GIVEN INSTRUCTION - Extend the passage below on universities and the skills employers want from graduates, picking up right after its final sentence.

══ READING PASSAGE

Now Universities UK, which represents all universities, and the CBI are to collaborate on an initiative to find out how universities can better serve the economy.
“One of the roles of British universities is to prepare graduates for employment,” said Professor Rick Trainor, Universities UK’s new president, while revealing the joint programme.
That will cheer many in business. The expanded university sector is turning out more graduates than ever before and yet the Association of Graduate Recruiters complained in January that many of its members could not find graduates with the right “soft” skills – those that business says make graduates employable.
Meanwhile, industries that rely on recruits with expertise in science, technology, engineering and maths (the so-called Stem subjects) complain that too many young people are avoiding these “harder” subjects.
Gordon Brown may talk Britain up as a real contender against the emerging Indian and Chinese economies, but industry warns that we risk being knocked into an economic corner because our education system is not producing enough people with the right skills.
Richard Wainer, the CBI’s principal policy adviser on education and skills, points to a new survey for proof of a very dissatisfied business community.
The survey of CBI member firms found that more than half of employers were dissatisfied with school leavers’ literacy, numeracy and “employability” skills (such as team working and problem solving) and that just over a quarter felt the same about graduates.
One of the disappointed employers, Sir Terry Leahy, chief executive of Tesco, told a CBI summit on skills last week that Tesco would improve the quality of its training but would not “act as a bandage or a sticking plaster for the failures of some parts of our education system”.
Nine out of ten employers in the CBI survey thought the government’s first priority should be ensuring that school leavers had basic skills, and one third said another top priority ought to be increasing the number of Stem graduates. “Only in the Stem subjects are employers interested in the quantity of graduates,” said Wainer. “In every other subject, the concern is quality.”
Trainor, while believing that universities are already turning out good graduates with a lot to offer employers and the economy, admits that there is always room for improvement.
“Each generation brings a different set of skills than the one that went before,” said Trainor. “This generation, for example, offers good IT, verbal expression and creativity skills. Our graduates don’t always get enough credit, and sometimes a nostalgia factor creeps in.”
He said that every generation felt that the one that followed was deficient in some way.
Wainer does not argue that today’s graduates are necessarily of a lower quality than previous generations. But he does say that global economic competition requires higher skills.

════
══ DATASET ROWS

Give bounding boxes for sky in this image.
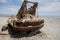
[0,0,60,16]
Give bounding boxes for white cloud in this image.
[39,2,60,12]
[0,0,8,3]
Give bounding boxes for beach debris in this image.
[1,0,44,36]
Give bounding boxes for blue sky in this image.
[0,0,60,16]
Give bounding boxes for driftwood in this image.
[1,0,44,36]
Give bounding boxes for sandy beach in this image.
[0,17,60,40]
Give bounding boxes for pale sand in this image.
[0,17,60,40]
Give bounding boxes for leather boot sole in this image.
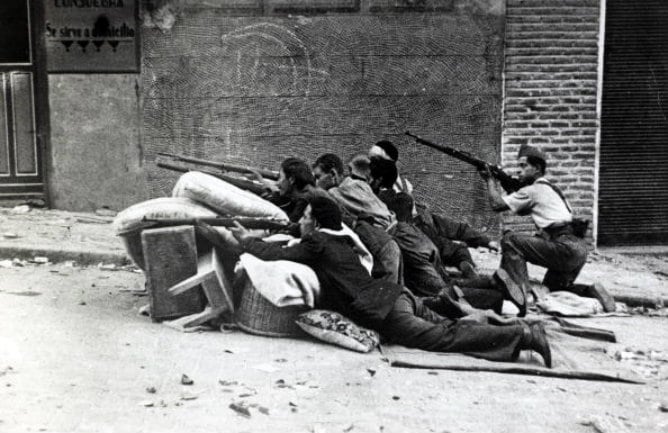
[494,268,526,317]
[531,323,552,368]
[588,283,617,313]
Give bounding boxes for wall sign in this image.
[44,0,139,72]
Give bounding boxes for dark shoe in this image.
[587,283,617,313]
[529,323,552,368]
[494,268,527,317]
[459,262,478,279]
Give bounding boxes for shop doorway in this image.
[0,0,48,199]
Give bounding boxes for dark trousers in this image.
[438,239,473,268]
[355,221,403,284]
[501,232,587,293]
[379,291,524,361]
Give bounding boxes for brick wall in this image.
[502,0,600,237]
[141,0,505,231]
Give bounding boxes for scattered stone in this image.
[253,364,279,373]
[12,204,30,214]
[95,207,118,217]
[228,403,250,418]
[181,374,195,385]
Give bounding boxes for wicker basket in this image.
[119,230,146,271]
[234,276,309,337]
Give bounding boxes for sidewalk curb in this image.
[0,245,132,266]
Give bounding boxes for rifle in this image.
[157,152,278,180]
[406,131,522,193]
[141,217,293,230]
[155,161,265,195]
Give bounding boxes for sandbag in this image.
[113,197,218,235]
[172,171,288,222]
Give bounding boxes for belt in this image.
[542,223,573,238]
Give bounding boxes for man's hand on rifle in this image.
[478,165,493,180]
[487,241,501,253]
[247,168,279,193]
[230,221,254,243]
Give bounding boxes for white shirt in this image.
[392,176,413,196]
[502,177,573,229]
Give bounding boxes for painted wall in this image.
[47,74,149,211]
[141,0,505,230]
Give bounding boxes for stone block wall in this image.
[502,0,601,239]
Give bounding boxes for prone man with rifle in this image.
[480,145,615,315]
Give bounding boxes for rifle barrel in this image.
[156,161,264,195]
[142,217,289,230]
[158,152,278,180]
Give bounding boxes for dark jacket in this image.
[389,222,451,296]
[242,231,402,330]
[413,205,491,256]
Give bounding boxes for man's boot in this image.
[520,322,552,368]
[458,261,478,279]
[566,282,617,313]
[494,268,527,317]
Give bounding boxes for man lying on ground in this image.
[480,145,615,314]
[255,158,327,222]
[369,140,413,195]
[209,197,551,367]
[369,158,499,278]
[382,190,515,313]
[313,153,402,283]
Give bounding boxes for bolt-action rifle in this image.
[141,217,292,231]
[406,131,522,193]
[155,161,265,195]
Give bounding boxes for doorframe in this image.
[0,0,51,203]
[28,0,52,207]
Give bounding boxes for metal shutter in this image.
[598,0,668,245]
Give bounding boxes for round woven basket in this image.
[119,230,146,271]
[234,277,309,337]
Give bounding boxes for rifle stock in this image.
[156,161,265,195]
[142,217,291,230]
[406,131,522,193]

════

OUTPUT OF THE EXERCISE -
It is early days - the new joint CBI-universities venture has yet to have its first meeting. However, Trainor said he was looking forward to more “specifics” about what business wanted from graduates. Wainer said the CBI wanted to identify universities that were already getting it right and build on their practice.
Keith Dugdale, director of recruitment and resources at KPMG, the accountancy and consultancy firm, is a former university careers adviser and can see the issue from both sides.
He said KPMG struggled with the shortage of graduates with maths and science degrees but he identified another, more basic deficiency in skills.
“When we’re recruiting at a graduate level, it’s the lack of commercial awareness that is the biggest disadvantage for us,” he said. “They just don’t have a good idea of how business works. Also they don’t have an awareness of the importance of the client to us and of the need to build relations with a client and to understand their business.”
Learning about business should start in school, said Dugdale. “There shouldn’t be this gulf between education and the world of work. There should be engagement between the two.”
But he doesn’t blame only education for the gulf, saying it’s a two-way street. “Business has to offer more work experience to young people. That would give them an idea of how business works and whether they want to go in that direction.”
As well as looking to increase the employability of graduates, Universities UK and the CBI will be looking at ways of developing the existing workforce. The demographic time bomb could see older established workers getting a fairer deal than those in previous generations.
But while the government describes the latter initiative in terms of increasing numbers of workers with higher-education qualifications, Wainer said the CBI was less qualifications focused – “they are only part of the picture” – and would measure success in terms of a reduction in skills shortages.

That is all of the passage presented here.